Task statement:
State how many lines of the data below contain the word "open". Reply with the number alone.

═════ Supplied entries

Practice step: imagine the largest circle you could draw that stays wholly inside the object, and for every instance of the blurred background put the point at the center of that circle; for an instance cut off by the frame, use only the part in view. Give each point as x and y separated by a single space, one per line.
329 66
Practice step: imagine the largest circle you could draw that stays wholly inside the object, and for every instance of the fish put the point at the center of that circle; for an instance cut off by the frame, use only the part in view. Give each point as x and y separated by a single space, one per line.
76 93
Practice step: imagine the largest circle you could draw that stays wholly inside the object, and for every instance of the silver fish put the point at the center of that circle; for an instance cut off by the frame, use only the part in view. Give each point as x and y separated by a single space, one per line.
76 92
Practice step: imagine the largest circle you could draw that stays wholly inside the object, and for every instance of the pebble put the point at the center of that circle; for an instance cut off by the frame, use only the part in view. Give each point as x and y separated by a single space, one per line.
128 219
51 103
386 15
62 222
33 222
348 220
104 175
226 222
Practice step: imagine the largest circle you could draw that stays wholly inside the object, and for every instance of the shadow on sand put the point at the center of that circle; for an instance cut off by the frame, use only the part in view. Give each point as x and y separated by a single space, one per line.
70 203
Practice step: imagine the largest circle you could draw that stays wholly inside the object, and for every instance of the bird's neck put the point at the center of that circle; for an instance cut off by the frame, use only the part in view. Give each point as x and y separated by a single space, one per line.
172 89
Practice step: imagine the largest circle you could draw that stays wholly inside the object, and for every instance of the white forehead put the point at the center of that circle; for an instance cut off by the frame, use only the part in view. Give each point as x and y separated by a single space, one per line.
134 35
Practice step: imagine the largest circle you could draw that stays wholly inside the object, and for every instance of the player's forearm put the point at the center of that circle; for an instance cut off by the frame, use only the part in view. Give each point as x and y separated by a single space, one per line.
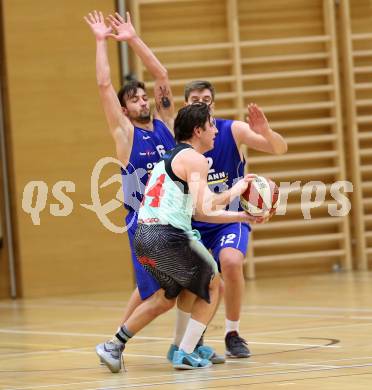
277 142
102 64
148 58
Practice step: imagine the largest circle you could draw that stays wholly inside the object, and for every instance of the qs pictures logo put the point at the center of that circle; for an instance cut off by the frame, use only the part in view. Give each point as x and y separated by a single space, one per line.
35 195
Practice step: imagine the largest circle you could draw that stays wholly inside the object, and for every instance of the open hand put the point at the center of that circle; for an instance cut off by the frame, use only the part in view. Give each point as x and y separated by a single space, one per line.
124 29
97 24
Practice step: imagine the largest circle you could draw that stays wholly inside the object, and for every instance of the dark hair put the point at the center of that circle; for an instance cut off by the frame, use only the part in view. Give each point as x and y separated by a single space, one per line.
188 118
198 85
128 90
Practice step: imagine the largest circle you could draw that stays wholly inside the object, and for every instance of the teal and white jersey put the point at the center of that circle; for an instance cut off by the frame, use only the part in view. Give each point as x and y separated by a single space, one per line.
167 200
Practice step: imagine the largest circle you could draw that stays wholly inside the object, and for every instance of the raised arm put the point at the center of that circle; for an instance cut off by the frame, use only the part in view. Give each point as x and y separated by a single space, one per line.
257 134
120 127
162 91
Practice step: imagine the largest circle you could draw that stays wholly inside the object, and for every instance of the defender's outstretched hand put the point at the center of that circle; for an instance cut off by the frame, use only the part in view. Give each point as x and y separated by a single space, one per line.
257 120
96 22
124 29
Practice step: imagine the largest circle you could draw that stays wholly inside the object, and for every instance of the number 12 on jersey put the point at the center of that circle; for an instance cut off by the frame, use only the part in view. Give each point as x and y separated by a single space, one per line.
156 191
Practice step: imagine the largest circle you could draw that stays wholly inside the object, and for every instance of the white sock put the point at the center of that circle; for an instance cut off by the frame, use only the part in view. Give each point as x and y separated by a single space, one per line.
192 335
231 326
182 319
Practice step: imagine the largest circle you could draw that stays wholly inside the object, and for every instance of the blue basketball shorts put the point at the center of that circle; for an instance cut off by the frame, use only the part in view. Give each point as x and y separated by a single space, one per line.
146 283
231 235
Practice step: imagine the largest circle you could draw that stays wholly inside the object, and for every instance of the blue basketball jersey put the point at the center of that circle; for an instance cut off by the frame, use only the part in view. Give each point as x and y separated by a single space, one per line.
225 167
148 148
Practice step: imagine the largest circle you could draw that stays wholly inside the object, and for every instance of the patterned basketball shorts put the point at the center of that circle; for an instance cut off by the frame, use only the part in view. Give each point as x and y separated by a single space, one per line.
175 260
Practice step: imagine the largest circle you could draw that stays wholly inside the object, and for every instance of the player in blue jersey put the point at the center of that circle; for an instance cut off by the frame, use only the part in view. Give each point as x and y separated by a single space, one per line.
229 242
140 142
169 248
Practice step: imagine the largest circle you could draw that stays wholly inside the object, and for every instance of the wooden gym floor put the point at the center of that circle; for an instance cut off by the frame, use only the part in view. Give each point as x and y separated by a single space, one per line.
312 332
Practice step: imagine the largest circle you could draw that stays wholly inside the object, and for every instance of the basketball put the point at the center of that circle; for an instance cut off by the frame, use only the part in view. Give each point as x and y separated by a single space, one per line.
261 198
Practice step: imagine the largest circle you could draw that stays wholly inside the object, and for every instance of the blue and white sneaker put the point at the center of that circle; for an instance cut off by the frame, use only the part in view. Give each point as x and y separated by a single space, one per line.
189 361
206 352
110 354
172 349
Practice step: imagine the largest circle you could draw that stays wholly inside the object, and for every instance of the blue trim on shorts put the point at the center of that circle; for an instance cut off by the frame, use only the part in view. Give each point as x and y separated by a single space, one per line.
232 235
147 285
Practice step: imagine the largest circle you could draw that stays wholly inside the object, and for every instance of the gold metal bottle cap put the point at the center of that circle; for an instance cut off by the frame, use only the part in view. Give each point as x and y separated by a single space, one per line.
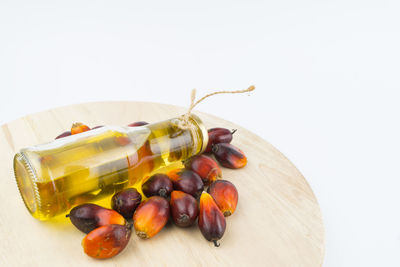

══════════

Right answer:
1